» Objective
Count the lines below that contain the word "monitor", and give only that number.

>> begin Data provided

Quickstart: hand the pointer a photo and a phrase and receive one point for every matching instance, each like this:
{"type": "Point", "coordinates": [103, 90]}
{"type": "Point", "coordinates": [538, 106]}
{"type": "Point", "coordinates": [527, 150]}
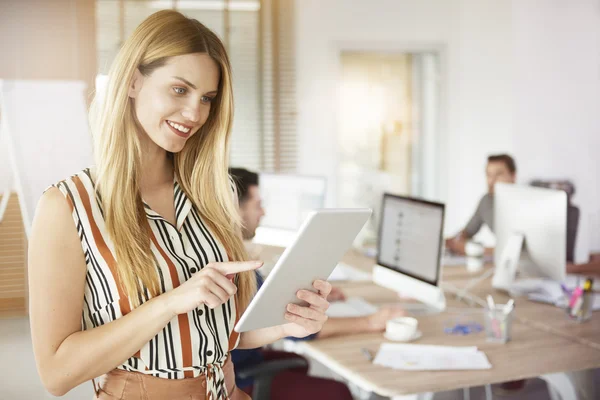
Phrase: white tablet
{"type": "Point", "coordinates": [323, 239]}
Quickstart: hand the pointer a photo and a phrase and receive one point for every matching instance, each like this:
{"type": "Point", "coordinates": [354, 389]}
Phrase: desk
{"type": "Point", "coordinates": [533, 351]}
{"type": "Point", "coordinates": [544, 316]}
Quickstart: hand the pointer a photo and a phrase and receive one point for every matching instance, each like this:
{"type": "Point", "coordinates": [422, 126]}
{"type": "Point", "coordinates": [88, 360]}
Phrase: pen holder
{"type": "Point", "coordinates": [582, 308]}
{"type": "Point", "coordinates": [498, 324]}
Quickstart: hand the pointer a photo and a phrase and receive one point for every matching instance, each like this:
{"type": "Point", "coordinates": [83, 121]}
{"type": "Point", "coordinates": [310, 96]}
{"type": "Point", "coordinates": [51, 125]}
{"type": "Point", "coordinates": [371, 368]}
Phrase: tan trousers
{"type": "Point", "coordinates": [123, 385]}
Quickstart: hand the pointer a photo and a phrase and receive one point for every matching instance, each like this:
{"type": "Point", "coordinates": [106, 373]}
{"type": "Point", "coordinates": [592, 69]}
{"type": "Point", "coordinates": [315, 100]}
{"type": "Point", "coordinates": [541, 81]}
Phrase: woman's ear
{"type": "Point", "coordinates": [136, 84]}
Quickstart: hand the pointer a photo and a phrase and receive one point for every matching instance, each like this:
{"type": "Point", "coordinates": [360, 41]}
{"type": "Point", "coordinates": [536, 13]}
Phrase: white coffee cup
{"type": "Point", "coordinates": [402, 328]}
{"type": "Point", "coordinates": [474, 249]}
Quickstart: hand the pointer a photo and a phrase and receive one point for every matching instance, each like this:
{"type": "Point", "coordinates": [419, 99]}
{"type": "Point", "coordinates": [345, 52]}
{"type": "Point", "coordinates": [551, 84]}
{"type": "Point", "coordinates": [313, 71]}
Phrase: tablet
{"type": "Point", "coordinates": [323, 239]}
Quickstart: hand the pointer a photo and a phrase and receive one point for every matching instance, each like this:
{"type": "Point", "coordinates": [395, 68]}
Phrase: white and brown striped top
{"type": "Point", "coordinates": [191, 343]}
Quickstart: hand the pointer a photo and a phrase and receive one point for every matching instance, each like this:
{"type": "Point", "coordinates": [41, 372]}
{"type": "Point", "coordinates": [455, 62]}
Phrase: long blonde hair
{"type": "Point", "coordinates": [200, 168]}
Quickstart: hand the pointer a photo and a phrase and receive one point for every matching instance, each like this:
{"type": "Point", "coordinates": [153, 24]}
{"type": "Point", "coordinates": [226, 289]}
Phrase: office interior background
{"type": "Point", "coordinates": [402, 96]}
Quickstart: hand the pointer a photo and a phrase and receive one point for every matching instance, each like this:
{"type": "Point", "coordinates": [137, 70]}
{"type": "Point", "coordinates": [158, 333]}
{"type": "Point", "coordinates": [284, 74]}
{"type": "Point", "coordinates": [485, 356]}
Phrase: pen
{"type": "Point", "coordinates": [509, 306]}
{"type": "Point", "coordinates": [367, 354]}
{"type": "Point", "coordinates": [566, 291]}
{"type": "Point", "coordinates": [491, 304]}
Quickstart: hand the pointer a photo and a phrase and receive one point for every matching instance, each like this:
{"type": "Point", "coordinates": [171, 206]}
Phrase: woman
{"type": "Point", "coordinates": [130, 262]}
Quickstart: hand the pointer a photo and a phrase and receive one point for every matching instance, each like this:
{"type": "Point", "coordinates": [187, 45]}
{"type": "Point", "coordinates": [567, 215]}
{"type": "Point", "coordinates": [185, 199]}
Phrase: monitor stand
{"type": "Point", "coordinates": [432, 296]}
{"type": "Point", "coordinates": [508, 262]}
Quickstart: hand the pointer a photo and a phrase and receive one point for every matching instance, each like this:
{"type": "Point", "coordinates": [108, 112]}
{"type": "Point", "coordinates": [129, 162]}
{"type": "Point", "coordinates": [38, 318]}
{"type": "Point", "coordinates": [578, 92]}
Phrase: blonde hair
{"type": "Point", "coordinates": [200, 168]}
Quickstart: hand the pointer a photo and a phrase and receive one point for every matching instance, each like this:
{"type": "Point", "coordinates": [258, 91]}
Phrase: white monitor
{"type": "Point", "coordinates": [531, 232]}
{"type": "Point", "coordinates": [287, 199]}
{"type": "Point", "coordinates": [409, 248]}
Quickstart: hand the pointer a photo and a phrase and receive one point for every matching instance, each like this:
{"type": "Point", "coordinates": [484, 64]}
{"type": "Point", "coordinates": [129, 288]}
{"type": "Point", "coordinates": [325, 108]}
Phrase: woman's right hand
{"type": "Point", "coordinates": [212, 285]}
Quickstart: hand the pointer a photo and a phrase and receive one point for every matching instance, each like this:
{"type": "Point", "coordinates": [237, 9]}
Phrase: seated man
{"type": "Point", "coordinates": [295, 384]}
{"type": "Point", "coordinates": [500, 168]}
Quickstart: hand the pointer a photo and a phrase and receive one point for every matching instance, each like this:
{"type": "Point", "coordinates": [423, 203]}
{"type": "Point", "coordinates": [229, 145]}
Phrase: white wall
{"type": "Point", "coordinates": [516, 74]}
{"type": "Point", "coordinates": [557, 119]}
{"type": "Point", "coordinates": [477, 71]}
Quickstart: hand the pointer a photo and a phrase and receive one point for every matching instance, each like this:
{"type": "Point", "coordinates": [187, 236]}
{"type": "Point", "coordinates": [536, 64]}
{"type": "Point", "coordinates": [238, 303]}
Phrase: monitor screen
{"type": "Point", "coordinates": [410, 237]}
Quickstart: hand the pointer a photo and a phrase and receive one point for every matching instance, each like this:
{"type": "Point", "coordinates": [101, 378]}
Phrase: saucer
{"type": "Point", "coordinates": [417, 335]}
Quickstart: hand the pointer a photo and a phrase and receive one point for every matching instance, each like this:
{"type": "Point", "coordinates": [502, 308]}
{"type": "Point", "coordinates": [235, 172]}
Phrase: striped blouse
{"type": "Point", "coordinates": [191, 344]}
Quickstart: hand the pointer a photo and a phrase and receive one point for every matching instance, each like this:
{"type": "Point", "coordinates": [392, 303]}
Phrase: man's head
{"type": "Point", "coordinates": [500, 168]}
{"type": "Point", "coordinates": [251, 209]}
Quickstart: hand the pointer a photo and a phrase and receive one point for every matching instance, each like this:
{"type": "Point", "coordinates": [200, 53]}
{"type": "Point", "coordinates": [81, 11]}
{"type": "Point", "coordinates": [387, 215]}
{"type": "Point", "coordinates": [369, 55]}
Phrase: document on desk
{"type": "Point", "coordinates": [351, 307]}
{"type": "Point", "coordinates": [414, 357]}
{"type": "Point", "coordinates": [345, 272]}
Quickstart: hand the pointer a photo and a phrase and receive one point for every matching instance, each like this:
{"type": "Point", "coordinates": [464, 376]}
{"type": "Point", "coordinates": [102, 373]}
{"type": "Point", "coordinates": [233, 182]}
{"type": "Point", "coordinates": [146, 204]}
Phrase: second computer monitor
{"type": "Point", "coordinates": [531, 233]}
{"type": "Point", "coordinates": [409, 248]}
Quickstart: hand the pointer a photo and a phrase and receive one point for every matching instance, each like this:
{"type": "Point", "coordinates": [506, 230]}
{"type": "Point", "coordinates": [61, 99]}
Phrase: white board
{"type": "Point", "coordinates": [44, 127]}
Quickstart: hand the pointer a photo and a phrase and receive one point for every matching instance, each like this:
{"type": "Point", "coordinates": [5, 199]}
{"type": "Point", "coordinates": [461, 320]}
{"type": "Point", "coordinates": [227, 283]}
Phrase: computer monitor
{"type": "Point", "coordinates": [531, 233]}
{"type": "Point", "coordinates": [409, 248]}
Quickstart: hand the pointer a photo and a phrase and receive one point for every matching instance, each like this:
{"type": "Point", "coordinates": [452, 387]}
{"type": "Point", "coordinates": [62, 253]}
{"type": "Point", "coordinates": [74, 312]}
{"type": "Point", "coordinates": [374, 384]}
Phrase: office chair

>> end Data provided

» Exercise answer
5